*OPDRACHT 1*: Noem alle percentages die in de tekst over investeringsbudgetten voorkomen.

*AANGELEVERDE TEKST*:
<<<<
Gedeputeerde staten verstrekken geen investeringsbudgetten van minder dan € 5.000,- indien het project waarvoor een investeringsbudget wordt aangevraagd, niet op de lijst, bedoeld in artikel 15, eerste lid, staat.

Artikel 17
  • 1.

    Een investeringsbudget wordt in ieder geval geweigerd indien er gegronde reden bestaat om aan te nemen dat:

    • a.

      het project niet of niet geheel zal worden verwezenlijkt, of

    • b.

      de gemeente niet zal voldoen aan de aan het investeringsbudget verbonden verplichtingen.

  • 2.

    Een investeringsbudget wordt voorts niet verleend voor projecten dien inhouden dat leningen worden verstrekt aan particulieren.

     

  • 3.

    Gedeputeerde staten gaan niet over tot weigering van het investeringsbudget dan nadat de gemeente in de gelegenheid is gesteld de aanvraag aan te passen binnen een door gedeputeerde staten te bepalen termijn.

Artikel 18
  • 1.

    Voor onderzoek naar en uitvoering van bodemsanering bedraagt het investeringsbudget 25% van de totale geraamde kosten.

  • 2.

    Voor onderzoek en sanering van een spoedlocatie bedraagt het investeringsbudget 95% van de totale geraamde kosten.

  • 3.

    De kosten die op grond van de Wet bodembescherming te verhalen zijn worden op de in het eerste en tweede lid genoemde investeringsbudgetten in mindering gebracht.

  • 4.

    Voor historisch onderzoek en oriënterend onderzoek nieuwe stijl van mogelijke spoedlocaties bedraagt het investeringsbudget 100% van de geraamde kosten.

  • 5.

    Voor het aanpassen en het onderhouden van bodeminformatiesystemen bedraagt het investeringsbudget 50% van de geraamde kosten.

  • 6.
>>>>
*INVOERRECORDS*:
<<<<
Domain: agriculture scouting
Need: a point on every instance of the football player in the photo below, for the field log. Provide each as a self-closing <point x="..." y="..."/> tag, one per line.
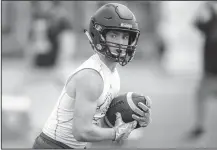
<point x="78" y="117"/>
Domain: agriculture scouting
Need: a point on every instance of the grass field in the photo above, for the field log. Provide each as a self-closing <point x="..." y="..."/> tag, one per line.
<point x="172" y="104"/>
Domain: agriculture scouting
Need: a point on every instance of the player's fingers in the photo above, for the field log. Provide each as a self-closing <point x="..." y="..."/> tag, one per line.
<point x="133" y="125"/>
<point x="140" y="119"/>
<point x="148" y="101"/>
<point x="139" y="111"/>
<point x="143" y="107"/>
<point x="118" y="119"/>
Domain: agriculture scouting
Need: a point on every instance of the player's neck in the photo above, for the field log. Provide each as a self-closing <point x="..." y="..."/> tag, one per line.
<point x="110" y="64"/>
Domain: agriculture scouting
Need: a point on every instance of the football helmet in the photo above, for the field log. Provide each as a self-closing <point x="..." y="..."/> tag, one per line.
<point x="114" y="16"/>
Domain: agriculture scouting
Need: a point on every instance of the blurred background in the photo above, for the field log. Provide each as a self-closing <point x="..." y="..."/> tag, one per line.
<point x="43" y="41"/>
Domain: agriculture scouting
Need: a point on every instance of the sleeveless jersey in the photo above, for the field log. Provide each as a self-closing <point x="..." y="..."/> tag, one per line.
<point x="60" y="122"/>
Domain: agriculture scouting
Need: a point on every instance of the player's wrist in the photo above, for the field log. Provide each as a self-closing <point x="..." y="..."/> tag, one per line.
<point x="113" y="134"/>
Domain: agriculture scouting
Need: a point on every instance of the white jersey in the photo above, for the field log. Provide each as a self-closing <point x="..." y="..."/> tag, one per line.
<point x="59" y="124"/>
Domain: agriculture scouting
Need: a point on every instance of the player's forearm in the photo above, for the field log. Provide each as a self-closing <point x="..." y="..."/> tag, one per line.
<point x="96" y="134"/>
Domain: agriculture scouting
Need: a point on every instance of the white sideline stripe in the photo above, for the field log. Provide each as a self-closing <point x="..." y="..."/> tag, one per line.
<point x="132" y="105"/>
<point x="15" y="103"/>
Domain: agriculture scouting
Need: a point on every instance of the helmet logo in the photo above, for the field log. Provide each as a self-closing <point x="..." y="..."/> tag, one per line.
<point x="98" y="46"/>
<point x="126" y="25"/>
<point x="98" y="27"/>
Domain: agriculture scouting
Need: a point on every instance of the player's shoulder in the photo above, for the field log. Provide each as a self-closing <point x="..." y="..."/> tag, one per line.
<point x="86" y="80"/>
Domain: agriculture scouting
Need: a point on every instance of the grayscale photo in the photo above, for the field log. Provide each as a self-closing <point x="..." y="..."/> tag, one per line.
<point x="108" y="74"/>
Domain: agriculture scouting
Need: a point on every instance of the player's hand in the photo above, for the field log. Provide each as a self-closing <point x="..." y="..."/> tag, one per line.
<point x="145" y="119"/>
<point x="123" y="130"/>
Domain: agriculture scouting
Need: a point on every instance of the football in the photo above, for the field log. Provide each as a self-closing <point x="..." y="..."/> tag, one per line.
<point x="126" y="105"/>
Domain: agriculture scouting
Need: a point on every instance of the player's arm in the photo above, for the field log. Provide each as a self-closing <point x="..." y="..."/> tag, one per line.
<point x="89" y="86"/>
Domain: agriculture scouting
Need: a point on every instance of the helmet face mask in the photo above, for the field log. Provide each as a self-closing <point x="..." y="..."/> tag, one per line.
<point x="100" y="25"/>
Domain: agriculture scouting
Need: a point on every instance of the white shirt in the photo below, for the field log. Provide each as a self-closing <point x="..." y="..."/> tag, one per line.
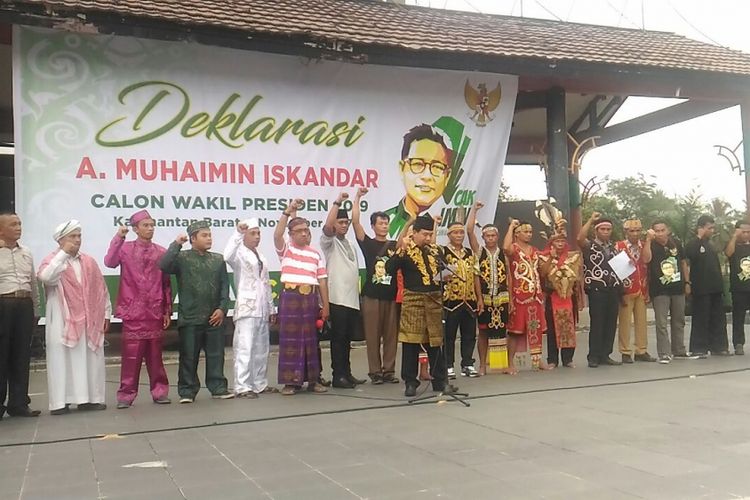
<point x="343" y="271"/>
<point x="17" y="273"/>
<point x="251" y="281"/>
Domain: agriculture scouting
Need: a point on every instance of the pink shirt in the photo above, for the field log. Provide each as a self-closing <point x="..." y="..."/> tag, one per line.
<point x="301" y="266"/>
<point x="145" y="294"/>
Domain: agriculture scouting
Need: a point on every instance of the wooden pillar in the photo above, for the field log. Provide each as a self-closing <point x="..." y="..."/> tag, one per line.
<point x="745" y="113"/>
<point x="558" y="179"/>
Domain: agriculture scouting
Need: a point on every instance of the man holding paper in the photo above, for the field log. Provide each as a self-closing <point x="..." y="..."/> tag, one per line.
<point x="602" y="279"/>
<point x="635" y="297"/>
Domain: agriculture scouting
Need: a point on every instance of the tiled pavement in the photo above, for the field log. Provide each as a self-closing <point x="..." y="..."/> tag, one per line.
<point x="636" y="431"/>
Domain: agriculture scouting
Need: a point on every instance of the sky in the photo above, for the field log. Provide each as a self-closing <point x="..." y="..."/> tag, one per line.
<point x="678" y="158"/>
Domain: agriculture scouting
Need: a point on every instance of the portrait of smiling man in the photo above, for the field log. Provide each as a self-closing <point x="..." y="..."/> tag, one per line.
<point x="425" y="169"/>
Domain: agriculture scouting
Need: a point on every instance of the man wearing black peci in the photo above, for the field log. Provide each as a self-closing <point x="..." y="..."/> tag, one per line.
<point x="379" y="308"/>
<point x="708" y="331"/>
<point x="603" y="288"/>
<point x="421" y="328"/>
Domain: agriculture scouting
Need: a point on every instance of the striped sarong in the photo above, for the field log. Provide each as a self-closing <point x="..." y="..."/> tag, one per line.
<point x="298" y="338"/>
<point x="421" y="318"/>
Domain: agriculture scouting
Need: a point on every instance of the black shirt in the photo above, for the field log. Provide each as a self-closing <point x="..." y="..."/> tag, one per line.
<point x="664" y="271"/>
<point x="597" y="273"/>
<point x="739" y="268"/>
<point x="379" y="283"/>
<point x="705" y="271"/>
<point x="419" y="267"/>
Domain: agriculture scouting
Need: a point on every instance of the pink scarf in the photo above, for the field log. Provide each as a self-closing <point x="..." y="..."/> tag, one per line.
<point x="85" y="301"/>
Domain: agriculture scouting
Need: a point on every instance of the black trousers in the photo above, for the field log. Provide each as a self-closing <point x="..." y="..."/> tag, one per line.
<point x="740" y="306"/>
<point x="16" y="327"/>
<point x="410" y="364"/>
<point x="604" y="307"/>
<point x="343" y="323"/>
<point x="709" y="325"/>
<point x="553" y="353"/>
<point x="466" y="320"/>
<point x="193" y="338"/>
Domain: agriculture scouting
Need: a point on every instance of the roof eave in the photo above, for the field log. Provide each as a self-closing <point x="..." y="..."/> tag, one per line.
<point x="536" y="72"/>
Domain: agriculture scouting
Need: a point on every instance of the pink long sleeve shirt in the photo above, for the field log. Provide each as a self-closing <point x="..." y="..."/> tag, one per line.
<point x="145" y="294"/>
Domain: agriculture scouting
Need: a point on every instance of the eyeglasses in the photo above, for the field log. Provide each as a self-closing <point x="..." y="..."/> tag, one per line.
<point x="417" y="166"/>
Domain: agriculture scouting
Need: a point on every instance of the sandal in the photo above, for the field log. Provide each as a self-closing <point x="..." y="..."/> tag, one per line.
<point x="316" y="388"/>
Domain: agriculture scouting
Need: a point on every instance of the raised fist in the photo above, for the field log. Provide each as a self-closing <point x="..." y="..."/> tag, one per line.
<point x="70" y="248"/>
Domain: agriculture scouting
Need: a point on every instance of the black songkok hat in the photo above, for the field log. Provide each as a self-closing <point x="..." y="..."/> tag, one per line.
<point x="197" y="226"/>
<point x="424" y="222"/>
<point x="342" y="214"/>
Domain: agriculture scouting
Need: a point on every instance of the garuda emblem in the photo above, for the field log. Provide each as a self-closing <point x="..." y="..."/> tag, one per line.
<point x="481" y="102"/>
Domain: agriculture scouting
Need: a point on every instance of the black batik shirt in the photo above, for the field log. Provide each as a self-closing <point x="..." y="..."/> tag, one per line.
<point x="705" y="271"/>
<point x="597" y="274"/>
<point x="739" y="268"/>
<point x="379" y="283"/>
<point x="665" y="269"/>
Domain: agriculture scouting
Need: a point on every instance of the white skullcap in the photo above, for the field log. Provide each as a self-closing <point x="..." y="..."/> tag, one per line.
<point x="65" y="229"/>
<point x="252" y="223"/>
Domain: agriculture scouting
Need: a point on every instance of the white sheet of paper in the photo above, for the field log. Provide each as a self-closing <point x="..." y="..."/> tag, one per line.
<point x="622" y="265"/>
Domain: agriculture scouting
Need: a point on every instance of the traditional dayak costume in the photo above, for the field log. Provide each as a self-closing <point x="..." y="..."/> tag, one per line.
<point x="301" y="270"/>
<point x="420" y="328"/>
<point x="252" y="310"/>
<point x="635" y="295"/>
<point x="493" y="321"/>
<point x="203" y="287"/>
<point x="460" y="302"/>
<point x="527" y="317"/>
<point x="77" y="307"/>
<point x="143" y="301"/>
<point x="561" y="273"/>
>>>>
*OPDRACHT 2*: Haal uit de records elke regel die het woord "helmet" bevat, waarbij hoofdletters en kleine letters van belang zijn.

*JUISTE UITVOER 1*:
25%
95%
100%
50%

*JUISTE UITVOER 2*:
Need: a point on every instance of the football helmet in the photo above, for the field log. Provide each as a self-closing <point x="..." y="..."/> tag, one per line.
Need: a point on every instance of the helmet logo in the photo above, for the field log. Provide each as a self-closing <point x="..." y="..."/> tag, one per line.
Need: a point on every instance of the helmet face mask in the photo above, for the field log. Provide each as a self-closing <point x="..." y="..."/> tag, one per line.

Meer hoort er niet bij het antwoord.